COMPLETE THE FOLLOWING:
**1.** Reproduce the passage from the aponeurotic fibroma text verbatim, starting with "Rare fibrous tumor" and going on through "males than females.".
**2.** Proceed with the text on aponeurotic fibroma, picking up right after its final sentence.

READING TEXT:
= Beginning of Section =

Rare fibrous tumor usually present on the hands or feet

Aponeurotic fibroma, also known as calcifying aponeurotic fibroma, and juvenile aponeurotic fibroma is characterized by a lesion that usually presents as a painless, solitary, deep fibrous nodule, often adherent to tendon, fascia, or periosteum, on the hands and feet. The World Health Organization in 2020 reclassified aponeurotic fibroma nodules as a specific benign type of the fibroblastic and myofibroblastic tumors. Aponeurotic fibromas are diagnosed based on histopathology and treated by surgical excision. They are more common in males than females.

== Signs and symptoms ==
Aponeurotic fibroma occurs most frequently in the fingers, palms, and soles of the distal extremities. Typically, the tumor is defined as a smaller than 3 cm diameter, firm, non-tender mass that grows slowly. It is prone to infiltrate the surrounding tissue and, following surgical resection, is more likely to recur locally.

== Diagnosis ==
A histological examination is necessary to make a diagnosis. Histologically, the tumor is characterized by fibroblast growth and calcification.

= End of Section =

RECORDED INFORMATION:
= Beginning of Section =

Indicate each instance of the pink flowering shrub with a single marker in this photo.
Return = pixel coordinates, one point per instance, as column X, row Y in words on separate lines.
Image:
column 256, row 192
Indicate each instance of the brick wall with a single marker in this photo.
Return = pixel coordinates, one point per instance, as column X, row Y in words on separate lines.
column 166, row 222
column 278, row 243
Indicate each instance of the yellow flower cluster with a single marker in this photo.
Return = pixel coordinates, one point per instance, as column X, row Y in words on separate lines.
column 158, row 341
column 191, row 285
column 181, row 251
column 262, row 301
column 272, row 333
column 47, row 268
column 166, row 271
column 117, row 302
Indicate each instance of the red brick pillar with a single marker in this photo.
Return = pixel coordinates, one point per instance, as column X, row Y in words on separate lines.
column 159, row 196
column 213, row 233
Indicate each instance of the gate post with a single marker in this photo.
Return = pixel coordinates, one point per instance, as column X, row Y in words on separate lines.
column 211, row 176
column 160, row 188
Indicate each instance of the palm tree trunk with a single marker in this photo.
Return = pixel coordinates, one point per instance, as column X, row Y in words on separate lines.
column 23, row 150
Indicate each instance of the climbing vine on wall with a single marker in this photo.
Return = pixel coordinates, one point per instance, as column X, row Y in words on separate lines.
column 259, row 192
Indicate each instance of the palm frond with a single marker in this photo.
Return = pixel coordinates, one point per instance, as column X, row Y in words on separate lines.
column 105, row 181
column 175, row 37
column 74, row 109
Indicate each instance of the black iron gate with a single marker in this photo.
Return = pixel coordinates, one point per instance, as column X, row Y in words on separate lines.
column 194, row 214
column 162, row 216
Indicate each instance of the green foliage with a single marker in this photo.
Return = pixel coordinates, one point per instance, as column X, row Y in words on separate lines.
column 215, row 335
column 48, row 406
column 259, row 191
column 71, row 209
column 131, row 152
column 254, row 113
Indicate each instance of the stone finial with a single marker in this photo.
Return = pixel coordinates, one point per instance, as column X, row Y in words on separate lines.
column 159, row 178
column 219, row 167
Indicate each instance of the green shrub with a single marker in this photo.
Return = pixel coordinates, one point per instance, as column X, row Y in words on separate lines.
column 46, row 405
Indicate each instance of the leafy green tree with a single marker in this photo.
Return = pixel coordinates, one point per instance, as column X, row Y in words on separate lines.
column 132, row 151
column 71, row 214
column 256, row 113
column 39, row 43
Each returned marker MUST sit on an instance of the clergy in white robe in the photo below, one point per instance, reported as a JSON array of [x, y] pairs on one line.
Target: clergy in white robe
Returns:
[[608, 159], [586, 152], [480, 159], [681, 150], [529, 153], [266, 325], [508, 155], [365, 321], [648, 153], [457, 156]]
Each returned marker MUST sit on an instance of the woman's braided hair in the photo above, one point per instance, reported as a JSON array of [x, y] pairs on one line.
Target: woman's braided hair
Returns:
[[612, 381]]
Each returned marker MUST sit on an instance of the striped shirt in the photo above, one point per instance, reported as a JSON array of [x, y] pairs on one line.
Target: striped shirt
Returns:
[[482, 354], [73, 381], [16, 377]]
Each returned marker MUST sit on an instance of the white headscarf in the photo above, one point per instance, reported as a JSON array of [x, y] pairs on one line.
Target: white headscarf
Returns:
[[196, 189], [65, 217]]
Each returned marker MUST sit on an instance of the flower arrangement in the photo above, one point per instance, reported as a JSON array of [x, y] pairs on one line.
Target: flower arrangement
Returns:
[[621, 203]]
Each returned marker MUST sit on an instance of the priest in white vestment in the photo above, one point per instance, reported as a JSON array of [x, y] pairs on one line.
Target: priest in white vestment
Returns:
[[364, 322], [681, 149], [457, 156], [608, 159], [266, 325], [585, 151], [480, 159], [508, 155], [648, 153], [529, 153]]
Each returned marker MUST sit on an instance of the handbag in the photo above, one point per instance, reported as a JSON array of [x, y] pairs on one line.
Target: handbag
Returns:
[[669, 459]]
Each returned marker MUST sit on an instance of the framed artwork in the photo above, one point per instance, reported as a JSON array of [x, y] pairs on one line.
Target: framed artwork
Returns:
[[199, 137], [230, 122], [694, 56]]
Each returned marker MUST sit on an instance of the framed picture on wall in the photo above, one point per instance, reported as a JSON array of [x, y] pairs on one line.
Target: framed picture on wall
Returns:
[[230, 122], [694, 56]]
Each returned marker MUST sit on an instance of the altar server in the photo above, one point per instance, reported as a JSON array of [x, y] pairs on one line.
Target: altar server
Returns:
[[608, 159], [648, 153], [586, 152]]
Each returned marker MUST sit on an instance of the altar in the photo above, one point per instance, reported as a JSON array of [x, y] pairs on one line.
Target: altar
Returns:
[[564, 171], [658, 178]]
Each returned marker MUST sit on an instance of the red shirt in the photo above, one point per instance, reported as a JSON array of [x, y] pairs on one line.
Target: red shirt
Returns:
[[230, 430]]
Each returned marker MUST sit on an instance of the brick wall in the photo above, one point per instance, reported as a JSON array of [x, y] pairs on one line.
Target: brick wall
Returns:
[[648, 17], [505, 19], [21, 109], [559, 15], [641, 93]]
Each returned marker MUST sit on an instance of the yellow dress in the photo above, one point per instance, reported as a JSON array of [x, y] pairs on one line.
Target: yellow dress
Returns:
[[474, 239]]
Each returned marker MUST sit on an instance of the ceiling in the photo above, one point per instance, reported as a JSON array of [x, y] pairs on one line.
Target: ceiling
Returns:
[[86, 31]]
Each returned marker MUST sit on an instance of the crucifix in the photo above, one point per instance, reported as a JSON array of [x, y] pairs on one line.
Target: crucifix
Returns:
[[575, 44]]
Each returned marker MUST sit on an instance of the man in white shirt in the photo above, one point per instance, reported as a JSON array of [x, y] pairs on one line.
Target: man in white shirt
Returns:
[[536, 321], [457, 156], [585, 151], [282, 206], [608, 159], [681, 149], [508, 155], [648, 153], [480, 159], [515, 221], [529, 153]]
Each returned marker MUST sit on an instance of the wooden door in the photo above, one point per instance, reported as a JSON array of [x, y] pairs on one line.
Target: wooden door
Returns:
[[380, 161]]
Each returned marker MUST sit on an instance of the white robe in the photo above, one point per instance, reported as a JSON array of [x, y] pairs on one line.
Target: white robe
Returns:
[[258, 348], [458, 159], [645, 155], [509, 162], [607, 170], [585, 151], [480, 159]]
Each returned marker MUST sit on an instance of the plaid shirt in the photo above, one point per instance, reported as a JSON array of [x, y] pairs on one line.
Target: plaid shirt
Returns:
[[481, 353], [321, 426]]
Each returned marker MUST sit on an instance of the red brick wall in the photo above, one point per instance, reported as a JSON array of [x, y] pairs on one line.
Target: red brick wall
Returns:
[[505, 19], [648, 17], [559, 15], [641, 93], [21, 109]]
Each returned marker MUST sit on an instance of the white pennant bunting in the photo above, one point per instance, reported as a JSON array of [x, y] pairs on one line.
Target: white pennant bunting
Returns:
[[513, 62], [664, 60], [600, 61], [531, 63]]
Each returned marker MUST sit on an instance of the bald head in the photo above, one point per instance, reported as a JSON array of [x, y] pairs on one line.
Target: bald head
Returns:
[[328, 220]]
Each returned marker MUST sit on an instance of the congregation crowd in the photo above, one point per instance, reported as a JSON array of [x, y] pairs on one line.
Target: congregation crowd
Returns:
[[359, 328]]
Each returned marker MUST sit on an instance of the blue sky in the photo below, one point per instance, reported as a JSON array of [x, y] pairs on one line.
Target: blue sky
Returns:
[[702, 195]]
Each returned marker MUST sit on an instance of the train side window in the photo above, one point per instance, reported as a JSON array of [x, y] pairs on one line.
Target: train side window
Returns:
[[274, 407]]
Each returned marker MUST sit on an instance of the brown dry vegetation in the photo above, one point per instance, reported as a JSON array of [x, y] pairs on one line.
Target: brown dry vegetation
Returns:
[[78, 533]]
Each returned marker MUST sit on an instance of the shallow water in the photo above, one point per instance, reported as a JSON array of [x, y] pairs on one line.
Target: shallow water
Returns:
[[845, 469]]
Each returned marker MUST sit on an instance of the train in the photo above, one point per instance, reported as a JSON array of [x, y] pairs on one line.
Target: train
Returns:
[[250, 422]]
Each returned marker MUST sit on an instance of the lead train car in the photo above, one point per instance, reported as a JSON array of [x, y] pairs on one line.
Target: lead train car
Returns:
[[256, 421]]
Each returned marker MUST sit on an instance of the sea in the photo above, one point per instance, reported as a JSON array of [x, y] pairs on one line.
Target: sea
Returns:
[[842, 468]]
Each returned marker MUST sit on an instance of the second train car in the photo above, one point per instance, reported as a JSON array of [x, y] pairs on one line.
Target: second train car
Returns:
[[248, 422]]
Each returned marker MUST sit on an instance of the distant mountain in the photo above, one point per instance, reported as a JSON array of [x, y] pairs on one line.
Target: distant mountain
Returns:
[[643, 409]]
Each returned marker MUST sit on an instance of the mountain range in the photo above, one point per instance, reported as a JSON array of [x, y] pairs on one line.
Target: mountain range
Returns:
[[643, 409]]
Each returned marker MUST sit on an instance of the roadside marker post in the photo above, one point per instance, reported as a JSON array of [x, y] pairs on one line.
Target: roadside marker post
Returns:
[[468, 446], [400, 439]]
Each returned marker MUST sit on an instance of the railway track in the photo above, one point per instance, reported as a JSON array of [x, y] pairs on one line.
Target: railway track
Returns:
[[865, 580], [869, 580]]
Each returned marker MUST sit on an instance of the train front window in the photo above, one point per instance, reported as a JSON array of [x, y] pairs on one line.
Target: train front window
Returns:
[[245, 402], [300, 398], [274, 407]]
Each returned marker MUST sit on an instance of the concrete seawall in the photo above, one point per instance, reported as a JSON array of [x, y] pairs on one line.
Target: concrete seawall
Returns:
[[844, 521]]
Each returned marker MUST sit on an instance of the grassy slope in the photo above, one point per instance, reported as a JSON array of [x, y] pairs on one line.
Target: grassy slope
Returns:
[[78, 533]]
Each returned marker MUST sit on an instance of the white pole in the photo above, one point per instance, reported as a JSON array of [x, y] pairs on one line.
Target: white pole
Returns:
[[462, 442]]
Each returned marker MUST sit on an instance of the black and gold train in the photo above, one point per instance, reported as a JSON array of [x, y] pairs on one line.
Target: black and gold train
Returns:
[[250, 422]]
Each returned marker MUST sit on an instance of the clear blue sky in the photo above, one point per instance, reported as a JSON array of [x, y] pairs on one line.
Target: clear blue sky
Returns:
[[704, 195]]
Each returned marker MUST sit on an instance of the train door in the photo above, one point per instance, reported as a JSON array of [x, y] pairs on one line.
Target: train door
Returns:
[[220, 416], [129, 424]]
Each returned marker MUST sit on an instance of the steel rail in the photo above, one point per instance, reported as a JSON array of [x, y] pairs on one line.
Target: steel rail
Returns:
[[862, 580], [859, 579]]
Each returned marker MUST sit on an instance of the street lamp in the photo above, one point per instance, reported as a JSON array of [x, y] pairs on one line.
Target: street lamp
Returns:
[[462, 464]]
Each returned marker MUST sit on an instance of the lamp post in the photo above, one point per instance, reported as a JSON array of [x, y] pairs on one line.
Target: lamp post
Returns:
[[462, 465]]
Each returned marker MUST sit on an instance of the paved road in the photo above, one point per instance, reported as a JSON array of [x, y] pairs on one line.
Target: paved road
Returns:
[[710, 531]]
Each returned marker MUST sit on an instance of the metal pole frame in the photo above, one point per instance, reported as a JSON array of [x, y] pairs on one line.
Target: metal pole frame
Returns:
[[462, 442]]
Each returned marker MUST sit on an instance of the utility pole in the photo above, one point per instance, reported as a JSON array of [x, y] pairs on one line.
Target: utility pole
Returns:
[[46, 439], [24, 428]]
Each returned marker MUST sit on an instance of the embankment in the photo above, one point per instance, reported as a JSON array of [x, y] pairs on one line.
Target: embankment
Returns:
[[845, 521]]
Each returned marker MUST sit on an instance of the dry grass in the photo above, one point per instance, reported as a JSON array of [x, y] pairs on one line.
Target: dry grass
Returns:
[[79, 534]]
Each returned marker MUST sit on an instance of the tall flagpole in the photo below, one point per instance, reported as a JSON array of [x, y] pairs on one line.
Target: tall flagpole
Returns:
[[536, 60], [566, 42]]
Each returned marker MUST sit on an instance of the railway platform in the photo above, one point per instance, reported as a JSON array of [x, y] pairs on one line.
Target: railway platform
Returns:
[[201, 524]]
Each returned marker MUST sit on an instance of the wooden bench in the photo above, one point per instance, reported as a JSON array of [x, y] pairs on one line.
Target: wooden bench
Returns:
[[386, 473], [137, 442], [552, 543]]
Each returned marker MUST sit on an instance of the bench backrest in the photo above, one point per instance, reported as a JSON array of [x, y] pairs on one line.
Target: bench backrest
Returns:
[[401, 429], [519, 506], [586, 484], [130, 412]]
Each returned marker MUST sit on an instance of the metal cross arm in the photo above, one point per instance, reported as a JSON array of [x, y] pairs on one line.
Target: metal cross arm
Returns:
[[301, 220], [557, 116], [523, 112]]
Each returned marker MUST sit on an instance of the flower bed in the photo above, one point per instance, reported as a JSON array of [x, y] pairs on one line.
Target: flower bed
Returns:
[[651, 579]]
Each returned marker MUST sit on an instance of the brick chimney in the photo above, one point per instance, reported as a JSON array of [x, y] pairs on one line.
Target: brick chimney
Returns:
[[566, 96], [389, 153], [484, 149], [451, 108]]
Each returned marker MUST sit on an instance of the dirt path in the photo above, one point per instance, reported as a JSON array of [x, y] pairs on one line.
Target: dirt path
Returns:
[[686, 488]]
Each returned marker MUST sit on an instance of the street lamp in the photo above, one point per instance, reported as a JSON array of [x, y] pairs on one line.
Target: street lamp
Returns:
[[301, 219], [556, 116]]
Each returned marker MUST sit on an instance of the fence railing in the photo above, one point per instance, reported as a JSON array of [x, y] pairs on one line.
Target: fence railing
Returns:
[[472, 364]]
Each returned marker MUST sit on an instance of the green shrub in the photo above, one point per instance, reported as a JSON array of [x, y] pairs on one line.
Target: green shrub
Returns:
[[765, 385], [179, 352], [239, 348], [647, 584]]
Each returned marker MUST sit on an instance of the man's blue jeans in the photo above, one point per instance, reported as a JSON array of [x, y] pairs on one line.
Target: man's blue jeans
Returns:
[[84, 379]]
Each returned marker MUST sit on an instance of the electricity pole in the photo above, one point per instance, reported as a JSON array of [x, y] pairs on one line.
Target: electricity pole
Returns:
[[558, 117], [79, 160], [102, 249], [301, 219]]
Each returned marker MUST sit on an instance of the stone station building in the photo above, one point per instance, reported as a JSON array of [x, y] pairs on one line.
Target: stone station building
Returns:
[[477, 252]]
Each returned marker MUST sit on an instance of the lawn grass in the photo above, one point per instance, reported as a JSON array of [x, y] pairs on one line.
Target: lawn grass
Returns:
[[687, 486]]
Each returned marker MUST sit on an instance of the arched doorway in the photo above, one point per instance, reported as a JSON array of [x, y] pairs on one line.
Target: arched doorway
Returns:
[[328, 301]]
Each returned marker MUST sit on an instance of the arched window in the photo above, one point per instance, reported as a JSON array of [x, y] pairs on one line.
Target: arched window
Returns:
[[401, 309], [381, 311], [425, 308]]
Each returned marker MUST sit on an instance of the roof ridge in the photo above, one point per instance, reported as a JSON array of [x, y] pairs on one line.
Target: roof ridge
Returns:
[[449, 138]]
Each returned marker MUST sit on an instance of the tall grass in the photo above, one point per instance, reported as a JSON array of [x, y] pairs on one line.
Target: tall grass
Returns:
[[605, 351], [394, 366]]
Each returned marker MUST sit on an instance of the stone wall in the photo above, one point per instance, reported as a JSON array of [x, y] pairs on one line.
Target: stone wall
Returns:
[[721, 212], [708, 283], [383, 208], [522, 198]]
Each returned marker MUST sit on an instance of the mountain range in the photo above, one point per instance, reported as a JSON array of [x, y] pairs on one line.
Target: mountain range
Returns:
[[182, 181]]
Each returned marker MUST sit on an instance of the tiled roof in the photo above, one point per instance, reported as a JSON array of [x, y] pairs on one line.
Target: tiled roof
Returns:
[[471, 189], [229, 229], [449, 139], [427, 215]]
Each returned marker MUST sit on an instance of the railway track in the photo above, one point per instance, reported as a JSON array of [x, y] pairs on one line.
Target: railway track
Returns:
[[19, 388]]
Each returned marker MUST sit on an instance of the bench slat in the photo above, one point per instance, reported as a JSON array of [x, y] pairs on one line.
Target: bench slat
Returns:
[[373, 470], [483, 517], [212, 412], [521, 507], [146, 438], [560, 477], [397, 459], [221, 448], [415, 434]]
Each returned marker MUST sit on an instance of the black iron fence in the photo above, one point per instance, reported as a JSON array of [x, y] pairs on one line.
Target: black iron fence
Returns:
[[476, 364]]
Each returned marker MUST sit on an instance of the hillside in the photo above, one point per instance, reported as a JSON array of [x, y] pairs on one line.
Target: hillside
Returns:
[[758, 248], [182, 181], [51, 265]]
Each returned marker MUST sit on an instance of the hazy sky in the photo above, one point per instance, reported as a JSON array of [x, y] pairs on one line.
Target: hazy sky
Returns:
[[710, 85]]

= End of Section =

RESULTS FOR EACH TASK:
**1.**
Rare fibrous tumor usually present on the hands or feet

Aponeurotic fibroma, also known as calcifying aponeurotic fibroma, and juvenile aponeurotic fibroma is characterized by a lesion that usually presents as a painless, solitary, deep fibrous nodule, often adherent to tendon, fascia, or periosteum, on the hands and feet. The World Health Organization in 2020 reclassified aponeurotic fibroma nodules as a specific benign type of the fibroblastic and myofibroblastic tumors. Aponeurotic fibromas are diagnosed based on histopathology and treated by surgical excision. They are more common in males than females.

**2.**
Imaging results include edematous alterations and subcutaneous neoplastic tumors with hazy margins that appear to be encroaching on the surrounding tissues. The fascia and tendon sheath are next to the tumor. While T2WI displays heterogeneous signals, T1WI displays signals that are hypointense to isointense. Additionally, there is heterogeneous contrast enhancement.

== Treatment ==
The treatment of choice for an aponeurotic fibroma is surgical excision.

== Epidemiology ==
Aponeurotic fibroma is a rare tumor. The tumor often manifests in the first or second decade of life, while examples have been documented at birth and 67 years of age. Patients who are male are impacted twice as frequently as those who are female.